Alexander Lowen Believes That Narcissists Are Created By an Unhealthy or Abusive Childhood Comprised of Shame and Humiliation

Alexander Lowen’s, a psychiatrist who passed away in 2008, believed that narcissism originates from an unhealthy/abusive upbringing plagued with shame and humiliation that revolve around the child’s emotions. 

What does this mean? 

Primary caregivers who make their child feel weak, inadequate, ashamed, and/or humiliated for expressing their own emotions, like crying, are essentially teaching their children that their emotions are not okay. A sad, but accurate, example of this would be a child getting spanked for crying. 

This type of response to a child’s emotions is going to severely corrupt their perception and definition of a healthy relationship and cause them to develop a fundamental belief that power is good and emotions are bad. 

As the child gets older this belief can transform into an insecure need for power and control in their relationships and a deeply rooted hatred for parts of their identity that they’ve been led to believe make them weak. 

Unavailable, Unresponsive, and Inconsistent Parents Could Create a Narcissist

In the 1950’s a psychiatrist named John Bowlby and a psychologist named Mary Ainsworth introduced the Attachment Theory, a theory that focuses on the relationships we form with our primary caregivers as infants.  

Their definition of a healthy primary caregiver is someone who is available, responsive, and consistent. They also believe that children only need one healthy primary caregiver to have a healthy cognitive development. This primary caregiver is essential because they’re able to accurately mirror the child’s emotions which allows them to develop a realistic sense of self.

Where this theory gets very interesting can be found within the attachment styles outlined in the Attachment Theory: secure, anxious, and avoidant. The term “attachment style” is used to describe the way we respond to others both emotionally and physically. 

The Attachment Theory specifically focuses on the way infants responded when they were separated with their primary caregiver.

An infant who has a secure attachment style will be sad when physically or emotionally separated from their primary caregiver but quickly soothed upon their return.

Point-per-instance localization listing
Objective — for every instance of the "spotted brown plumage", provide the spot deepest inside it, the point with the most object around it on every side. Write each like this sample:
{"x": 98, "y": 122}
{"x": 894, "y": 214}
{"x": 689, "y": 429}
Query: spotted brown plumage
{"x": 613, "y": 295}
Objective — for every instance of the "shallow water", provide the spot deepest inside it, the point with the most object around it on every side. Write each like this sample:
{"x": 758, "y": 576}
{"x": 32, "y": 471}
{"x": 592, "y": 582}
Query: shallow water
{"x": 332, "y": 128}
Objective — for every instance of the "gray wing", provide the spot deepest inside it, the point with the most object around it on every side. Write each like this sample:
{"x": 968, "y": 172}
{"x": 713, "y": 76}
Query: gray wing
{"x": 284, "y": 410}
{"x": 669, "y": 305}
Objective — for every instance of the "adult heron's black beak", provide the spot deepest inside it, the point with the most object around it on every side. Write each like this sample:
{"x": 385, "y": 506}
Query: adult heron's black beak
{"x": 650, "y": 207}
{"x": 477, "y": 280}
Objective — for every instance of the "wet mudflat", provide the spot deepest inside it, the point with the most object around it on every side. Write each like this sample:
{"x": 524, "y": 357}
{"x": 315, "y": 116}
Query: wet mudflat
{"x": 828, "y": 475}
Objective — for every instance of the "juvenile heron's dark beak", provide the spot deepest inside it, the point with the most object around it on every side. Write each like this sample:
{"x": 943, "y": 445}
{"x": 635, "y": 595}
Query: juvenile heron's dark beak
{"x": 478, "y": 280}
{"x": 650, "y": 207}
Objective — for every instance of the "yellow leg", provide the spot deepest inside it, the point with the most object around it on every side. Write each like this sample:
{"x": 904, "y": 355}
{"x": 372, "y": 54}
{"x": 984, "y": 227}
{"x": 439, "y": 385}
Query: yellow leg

### Work order
Could you retype the whole text on the origins of narcissism word for word?

### Problem solution
Alexander Lowen Believes That Narcissists Are Created By an Unhealthy or Abusive Childhood Comprised of Shame and Humiliation

Alexander Lowen’s, a psychiatrist who passed away in 2008, believed that narcissism originates from an unhealthy/abusive upbringing plagued with shame and humiliation that revolve around the child’s emotions. 

What does this mean? 

Primary caregivers who make their child feel weak, inadequate, ashamed, and/or humiliated for expressing their own emotions, like crying, are essentially teaching their children that their emotions are not okay. A sad, but accurate, example of this would be a child getting spanked for crying. 

This type of response to a child’s emotions is going to severely corrupt their perception and definition of a healthy relationship and cause them to develop a fundamental belief that power is good and emotions are bad. 

As the child gets older this belief can transform into an insecure need for power and control in their relationships and a deeply rooted hatred for parts of their identity that they’ve been led to believe make them weak. 

Unavailable, Unresponsive, and Inconsistent Parents Could Create a Narcissist

In the 1950’s a psychiatrist named John Bowlby and a psychologist named Mary Ainsworth introduced the Attachment Theory, a theory that focuses on the relationships we form with our primary caregivers as infants.  

Their definition of a healthy primary caregiver is someone who is available, responsive, and consistent. They also believe that children only need one healthy primary caregiver to have a healthy cognitive development. This primary caregiver is essential because they’re able to accurately mirror the child’s emotions which allows them to develop a realistic sense of self.

Where this theory gets very interesting can be found within the attachment styles outlined in the Attachment Theory: secure, anxious, and avoidant. The term “attachment style” is used to describe the way we respond to others both emotionally and physically. 

The Attachment Theory specifically focuses on the way infants responded when they were separated with their primary caregiver.

An infant who has a secure attachment style will be sad when physically or emotionally separated from their primary caregiver but quickly soothed upon their return.